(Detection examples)
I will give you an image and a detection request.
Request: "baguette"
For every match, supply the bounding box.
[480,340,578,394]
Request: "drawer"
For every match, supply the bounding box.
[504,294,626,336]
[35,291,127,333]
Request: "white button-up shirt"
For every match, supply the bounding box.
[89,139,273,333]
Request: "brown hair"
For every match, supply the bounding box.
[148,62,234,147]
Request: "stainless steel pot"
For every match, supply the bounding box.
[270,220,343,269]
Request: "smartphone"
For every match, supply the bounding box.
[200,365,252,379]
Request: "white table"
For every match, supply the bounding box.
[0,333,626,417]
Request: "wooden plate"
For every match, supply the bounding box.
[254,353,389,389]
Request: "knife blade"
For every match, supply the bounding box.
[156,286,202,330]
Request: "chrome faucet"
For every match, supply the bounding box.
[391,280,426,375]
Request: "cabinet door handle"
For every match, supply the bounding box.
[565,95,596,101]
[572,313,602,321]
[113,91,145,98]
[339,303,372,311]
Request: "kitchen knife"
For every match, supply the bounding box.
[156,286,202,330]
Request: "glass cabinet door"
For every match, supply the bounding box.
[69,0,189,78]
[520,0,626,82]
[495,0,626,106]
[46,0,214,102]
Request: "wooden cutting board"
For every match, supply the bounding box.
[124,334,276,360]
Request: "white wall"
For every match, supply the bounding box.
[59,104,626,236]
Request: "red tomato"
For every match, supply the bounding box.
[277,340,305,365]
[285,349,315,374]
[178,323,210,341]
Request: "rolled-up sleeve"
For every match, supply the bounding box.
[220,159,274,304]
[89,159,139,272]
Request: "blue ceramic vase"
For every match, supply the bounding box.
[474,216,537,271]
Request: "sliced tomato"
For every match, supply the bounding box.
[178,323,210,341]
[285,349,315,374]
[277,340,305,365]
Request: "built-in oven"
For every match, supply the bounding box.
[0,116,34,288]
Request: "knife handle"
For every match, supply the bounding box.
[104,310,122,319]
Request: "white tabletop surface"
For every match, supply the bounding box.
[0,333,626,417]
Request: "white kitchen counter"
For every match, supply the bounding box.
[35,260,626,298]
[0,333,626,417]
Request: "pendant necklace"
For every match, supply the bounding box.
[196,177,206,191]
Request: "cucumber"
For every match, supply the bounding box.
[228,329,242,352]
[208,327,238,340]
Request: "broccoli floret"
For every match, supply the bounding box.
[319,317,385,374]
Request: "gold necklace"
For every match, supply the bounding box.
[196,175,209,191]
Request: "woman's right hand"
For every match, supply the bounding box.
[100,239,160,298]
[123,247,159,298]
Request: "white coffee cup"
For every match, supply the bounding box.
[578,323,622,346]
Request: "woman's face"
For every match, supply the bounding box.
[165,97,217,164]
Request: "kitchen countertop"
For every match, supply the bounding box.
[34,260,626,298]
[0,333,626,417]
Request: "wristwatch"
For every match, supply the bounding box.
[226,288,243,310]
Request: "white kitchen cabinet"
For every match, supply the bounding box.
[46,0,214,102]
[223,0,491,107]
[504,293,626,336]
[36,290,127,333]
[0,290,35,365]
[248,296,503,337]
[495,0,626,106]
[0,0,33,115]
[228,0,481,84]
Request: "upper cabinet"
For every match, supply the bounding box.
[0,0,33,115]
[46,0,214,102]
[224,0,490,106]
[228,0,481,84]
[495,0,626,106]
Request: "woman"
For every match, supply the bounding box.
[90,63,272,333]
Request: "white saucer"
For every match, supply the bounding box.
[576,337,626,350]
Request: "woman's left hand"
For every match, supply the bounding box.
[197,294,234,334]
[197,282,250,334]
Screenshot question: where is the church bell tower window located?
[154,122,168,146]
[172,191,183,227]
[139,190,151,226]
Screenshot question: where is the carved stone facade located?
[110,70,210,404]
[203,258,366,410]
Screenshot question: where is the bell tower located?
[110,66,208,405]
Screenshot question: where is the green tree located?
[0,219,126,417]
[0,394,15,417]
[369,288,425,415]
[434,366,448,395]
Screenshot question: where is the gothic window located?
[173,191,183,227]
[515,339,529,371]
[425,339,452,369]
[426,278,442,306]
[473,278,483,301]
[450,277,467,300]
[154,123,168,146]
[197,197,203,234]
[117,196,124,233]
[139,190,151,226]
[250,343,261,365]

### What to work on
Exact copies of all the records are required.

### Answer
I will give you an image and a detection request.
Request: "baguette"
For every match, supply the bounding box.
[480,340,578,394]
Request: "drawer"
For every match, supply the bounding box.
[504,294,626,336]
[35,291,127,333]
Request: "white button-up shirt"
For every match, supply the bounding box.
[89,139,273,333]
Request: "brown hair"
For every match, supply the bounding box.
[148,62,234,147]
Request: "stainless steel pot"
For every match, supply the bounding box.
[270,220,343,269]
Request: "smartphone"
For every match, supply the bounding box.
[200,365,252,379]
Request: "white table"
For every match, supply the bounding box.
[0,333,626,417]
Request: "wooden plate"
For every match, supply the bounding box.
[254,353,389,389]
Request: "knife blade"
For every match, supply the bounding box.
[156,286,202,330]
Request: "chrome faucet"
For every match, supply the bounding box.
[391,280,426,375]
Request: "cabinet door handle"
For every match, supply the bounding box.
[565,95,596,101]
[572,313,602,321]
[113,91,145,98]
[339,303,372,311]
Request: "kitchen knife"
For every match, supply the bounding box.
[156,286,202,330]
Request: "glass cabinet door"
For every match, supply the bounding box.
[69,0,189,78]
[520,0,626,82]
[495,0,626,106]
[46,0,214,102]
Request: "wooden cutting board"
For every match, supply the bounding box.
[124,334,276,360]
Request: "white wall"
For every match, supply the bounding box.
[59,104,626,236]
Request: "red tomato"
For every match, supply the bounding box.
[277,340,305,365]
[285,349,315,374]
[178,323,210,341]
Request: "rolled-up sleeve"
For every match, supply the bounding box.
[220,159,274,304]
[89,159,139,272]
Request: "blue ceramic vase"
For every match, supply the bounding box.
[474,216,537,271]
Request: "sliced tomato"
For every match, supply the bounding box.
[178,323,210,341]
[285,349,315,374]
[277,340,305,365]
Request: "built-in oven"
For every match, supply the bounding box.
[0,116,34,288]
Request: "knife handle"
For every match, supply the bounding box.
[104,310,122,319]
Request: "white tabletop surface"
For every match, supply the bounding box.
[0,333,626,417]
Request: "white kitchen counter"
For every match, supply the bounding box.
[35,260,626,298]
[0,333,626,417]
Request: "pendant necklace"
For every match, supply the bounding box.
[196,177,206,191]
Request: "cucumber"
For every match, supply the bounding box.
[228,329,242,352]
[208,327,238,340]
Request: "broccoli floret"
For every match, supply the bounding box.
[319,317,385,374]
Request: "gold necklace"
For every match, supply the bounding box.
[196,175,209,191]
Request: "woman's right hand"
For every match, supply the bounding box.
[100,239,160,298]
[123,247,159,298]
Request: "white coffee cup"
For every match, supply the bounding box.
[578,323,622,346]
Request: "woman's face"
For every match, supply the bounding box.
[165,97,217,164]
Request: "kitchen countertop"
For every match, supply the bounding box.
[34,260,626,298]
[0,333,626,417]
Request: "wristwatch"
For every match, supply the bounding box.
[226,288,243,310]
Request: "white kitchen cabinet"
For every match, supply the bounding box.
[46,0,214,102]
[223,0,491,107]
[504,293,626,336]
[36,290,127,333]
[0,290,35,365]
[248,296,503,337]
[495,0,626,106]
[0,0,33,115]
[228,0,481,84]
Request: "upper cabinet"
For every match, supply the bounding box.
[0,0,33,115]
[46,0,214,102]
[224,0,490,106]
[228,0,481,84]
[495,0,626,106]
Request: "woman"
For every match, supply the bounding box.
[90,63,272,333]
Request: "white saucer"
For every match, supply the bounding box.
[576,337,626,350]
Request: "woman's left hand"
For every match, supply the bounding box.
[197,294,234,334]
[197,282,250,334]
Screenshot question: where is the church bell tower window located?
[154,122,168,146]
[172,191,183,227]
[139,190,151,226]
Screenshot question: where is the carved stone facade located?
[110,70,210,404]
[203,258,366,410]
Screenshot question: where is the bell tower located?
[110,66,208,405]
Screenshot question: where is the green tree located?
[0,219,126,417]
[0,394,15,417]
[369,288,425,415]
[434,366,448,395]
Screenshot question: where is the gothic window located?
[173,191,183,227]
[515,339,529,371]
[425,339,452,369]
[426,278,442,306]
[473,278,483,301]
[450,277,467,300]
[154,123,168,146]
[197,197,203,234]
[117,196,124,233]
[139,190,151,226]
[250,343,261,365]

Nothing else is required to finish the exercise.